Data shown →

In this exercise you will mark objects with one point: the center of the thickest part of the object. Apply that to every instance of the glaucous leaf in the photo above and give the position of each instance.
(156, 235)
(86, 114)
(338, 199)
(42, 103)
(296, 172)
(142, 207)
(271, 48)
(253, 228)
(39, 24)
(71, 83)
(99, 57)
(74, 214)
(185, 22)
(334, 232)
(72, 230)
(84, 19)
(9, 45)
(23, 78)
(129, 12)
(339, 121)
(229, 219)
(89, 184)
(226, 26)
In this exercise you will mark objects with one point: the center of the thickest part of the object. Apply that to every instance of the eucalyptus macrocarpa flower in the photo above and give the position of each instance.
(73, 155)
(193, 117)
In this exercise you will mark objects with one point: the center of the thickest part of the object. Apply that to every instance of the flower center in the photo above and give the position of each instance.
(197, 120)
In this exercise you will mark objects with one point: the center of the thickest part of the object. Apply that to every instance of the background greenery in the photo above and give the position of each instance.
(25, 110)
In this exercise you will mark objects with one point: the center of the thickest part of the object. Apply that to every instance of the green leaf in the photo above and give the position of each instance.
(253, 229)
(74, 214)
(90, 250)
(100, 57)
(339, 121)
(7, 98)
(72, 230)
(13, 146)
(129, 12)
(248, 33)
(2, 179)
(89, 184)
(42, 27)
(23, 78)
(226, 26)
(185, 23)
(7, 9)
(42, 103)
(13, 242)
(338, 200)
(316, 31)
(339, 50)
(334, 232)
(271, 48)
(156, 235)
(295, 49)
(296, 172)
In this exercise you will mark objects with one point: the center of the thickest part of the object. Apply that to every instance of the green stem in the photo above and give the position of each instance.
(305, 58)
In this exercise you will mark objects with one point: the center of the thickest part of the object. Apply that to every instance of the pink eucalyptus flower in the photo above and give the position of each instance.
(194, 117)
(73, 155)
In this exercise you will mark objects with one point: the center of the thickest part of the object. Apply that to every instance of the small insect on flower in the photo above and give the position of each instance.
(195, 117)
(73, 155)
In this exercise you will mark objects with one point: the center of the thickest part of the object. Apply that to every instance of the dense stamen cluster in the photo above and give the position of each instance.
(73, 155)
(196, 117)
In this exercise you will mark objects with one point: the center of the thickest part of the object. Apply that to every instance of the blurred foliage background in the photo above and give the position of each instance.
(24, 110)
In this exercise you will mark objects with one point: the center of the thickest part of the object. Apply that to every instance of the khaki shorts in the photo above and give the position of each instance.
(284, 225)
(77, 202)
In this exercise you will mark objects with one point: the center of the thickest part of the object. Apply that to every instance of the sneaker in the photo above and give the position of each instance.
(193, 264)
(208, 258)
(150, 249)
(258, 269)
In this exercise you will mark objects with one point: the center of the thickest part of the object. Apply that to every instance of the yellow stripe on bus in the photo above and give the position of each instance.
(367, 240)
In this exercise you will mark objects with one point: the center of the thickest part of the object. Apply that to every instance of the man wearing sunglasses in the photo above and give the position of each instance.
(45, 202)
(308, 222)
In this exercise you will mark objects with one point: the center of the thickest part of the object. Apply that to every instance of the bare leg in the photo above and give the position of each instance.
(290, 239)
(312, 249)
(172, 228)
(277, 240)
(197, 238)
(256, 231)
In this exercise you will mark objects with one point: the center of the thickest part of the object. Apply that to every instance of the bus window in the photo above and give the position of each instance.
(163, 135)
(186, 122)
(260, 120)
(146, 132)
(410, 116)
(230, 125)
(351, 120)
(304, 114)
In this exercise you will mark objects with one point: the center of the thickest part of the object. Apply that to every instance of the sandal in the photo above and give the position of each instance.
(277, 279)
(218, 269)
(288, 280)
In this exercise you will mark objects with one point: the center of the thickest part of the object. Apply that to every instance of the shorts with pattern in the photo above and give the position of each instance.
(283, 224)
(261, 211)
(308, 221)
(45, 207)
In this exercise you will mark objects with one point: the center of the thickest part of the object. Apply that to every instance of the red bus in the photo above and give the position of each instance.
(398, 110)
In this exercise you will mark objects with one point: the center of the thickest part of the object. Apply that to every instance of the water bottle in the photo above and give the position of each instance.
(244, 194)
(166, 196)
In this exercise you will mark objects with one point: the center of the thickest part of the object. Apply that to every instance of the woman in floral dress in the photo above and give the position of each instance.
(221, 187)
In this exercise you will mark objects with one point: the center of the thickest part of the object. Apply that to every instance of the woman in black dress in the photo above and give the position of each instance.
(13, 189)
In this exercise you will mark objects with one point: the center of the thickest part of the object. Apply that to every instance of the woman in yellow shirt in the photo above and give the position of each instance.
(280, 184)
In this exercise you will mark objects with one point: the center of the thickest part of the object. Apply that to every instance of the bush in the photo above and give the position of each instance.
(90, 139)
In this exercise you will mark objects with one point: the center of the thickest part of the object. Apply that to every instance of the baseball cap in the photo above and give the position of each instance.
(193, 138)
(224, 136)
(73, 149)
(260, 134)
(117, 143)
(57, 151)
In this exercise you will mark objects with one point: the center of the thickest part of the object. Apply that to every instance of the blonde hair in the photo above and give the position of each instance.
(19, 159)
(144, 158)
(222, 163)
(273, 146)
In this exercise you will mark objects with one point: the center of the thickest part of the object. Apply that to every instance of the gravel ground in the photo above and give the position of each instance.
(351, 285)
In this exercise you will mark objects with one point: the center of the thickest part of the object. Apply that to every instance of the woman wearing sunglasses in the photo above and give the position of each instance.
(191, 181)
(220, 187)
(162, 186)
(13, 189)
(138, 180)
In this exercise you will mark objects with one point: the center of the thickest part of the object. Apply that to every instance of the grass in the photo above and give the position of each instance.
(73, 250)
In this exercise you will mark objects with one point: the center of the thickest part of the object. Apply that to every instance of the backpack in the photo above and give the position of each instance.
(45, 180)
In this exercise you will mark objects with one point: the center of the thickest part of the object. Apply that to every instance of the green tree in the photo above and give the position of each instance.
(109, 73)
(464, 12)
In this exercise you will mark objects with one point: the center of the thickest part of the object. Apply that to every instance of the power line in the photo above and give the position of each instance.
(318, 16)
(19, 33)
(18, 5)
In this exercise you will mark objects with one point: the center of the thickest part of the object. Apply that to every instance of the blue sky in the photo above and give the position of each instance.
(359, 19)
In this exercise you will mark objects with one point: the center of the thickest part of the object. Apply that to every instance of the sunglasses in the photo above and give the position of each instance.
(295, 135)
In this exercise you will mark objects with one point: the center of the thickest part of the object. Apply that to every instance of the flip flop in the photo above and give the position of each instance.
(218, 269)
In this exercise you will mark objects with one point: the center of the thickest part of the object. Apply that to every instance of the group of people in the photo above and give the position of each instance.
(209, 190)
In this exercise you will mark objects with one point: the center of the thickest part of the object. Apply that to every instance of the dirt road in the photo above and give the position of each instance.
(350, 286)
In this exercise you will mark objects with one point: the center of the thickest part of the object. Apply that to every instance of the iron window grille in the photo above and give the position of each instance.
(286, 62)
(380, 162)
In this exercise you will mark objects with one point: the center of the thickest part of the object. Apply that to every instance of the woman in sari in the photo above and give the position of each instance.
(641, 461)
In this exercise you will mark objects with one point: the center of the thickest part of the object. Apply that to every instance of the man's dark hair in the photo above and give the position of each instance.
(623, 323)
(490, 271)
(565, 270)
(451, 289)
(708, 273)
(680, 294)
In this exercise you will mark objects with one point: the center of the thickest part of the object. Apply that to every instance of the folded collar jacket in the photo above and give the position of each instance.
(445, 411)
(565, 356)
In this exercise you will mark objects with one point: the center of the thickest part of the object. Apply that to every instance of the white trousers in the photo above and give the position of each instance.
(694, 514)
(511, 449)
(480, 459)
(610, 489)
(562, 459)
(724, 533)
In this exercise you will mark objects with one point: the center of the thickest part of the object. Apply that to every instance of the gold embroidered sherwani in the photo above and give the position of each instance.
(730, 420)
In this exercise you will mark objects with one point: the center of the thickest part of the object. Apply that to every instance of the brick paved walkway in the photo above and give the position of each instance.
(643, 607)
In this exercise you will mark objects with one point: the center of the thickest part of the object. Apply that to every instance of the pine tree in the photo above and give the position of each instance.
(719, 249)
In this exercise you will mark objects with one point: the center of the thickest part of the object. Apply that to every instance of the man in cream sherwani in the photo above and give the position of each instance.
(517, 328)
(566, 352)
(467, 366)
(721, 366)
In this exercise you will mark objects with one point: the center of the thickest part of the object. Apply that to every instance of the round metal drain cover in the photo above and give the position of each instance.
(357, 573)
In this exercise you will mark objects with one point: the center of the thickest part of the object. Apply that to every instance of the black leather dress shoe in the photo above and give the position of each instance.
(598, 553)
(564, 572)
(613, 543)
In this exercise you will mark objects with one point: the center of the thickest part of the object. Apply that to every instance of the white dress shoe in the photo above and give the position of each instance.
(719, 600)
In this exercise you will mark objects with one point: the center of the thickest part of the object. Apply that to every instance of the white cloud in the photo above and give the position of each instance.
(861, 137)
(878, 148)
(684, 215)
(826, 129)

Brief → Rescale the stretch of the data from the line containing "of the pine" through the end of the data, both ends included. Write out every line in that stretch again, keeping the text lines unchanged, and multiply each coordinate in the answers by 0.75, rounding to whole numbers with halves rounded up.

Exercise answer →
In this exercise you will mark objects with one point: the center of the thickest part of the object. Apply that to every instance of the pine tree in the photo above and give the position of each instance.
(539, 187)
In this exercise you will mark objects with one point: the center of the thickest part of the object. Apply that to every instance of the man in cream sherwani in the photo above and give the position of each instance.
(388, 246)
(425, 264)
(350, 275)
(541, 275)
In this exercise you will mark objects with one point: the center of the thickest part of the object. Apply that to every instance of the round metal drain cover in the photo above and give the position of each instance.
(268, 430)
In this exercise you will mark objects with one point: the center of the thickest part of the object. Apply that to every instance of the black leather dress shoe in the photo above and give the position of each instance.
(449, 415)
(423, 429)
(460, 407)
In this exercise you will mark objects with one point: the center of the thickest part of the object. Apply that to every instance of the white dress shoe in the photo above and give the position of each instance.
(539, 450)
In this exercise you will mark objects with one point: the center of the thickest part of the object. Apply that to every instance of the white cloud in the photo above and give the position of each instance.
(646, 103)
(659, 111)
(513, 161)
(620, 97)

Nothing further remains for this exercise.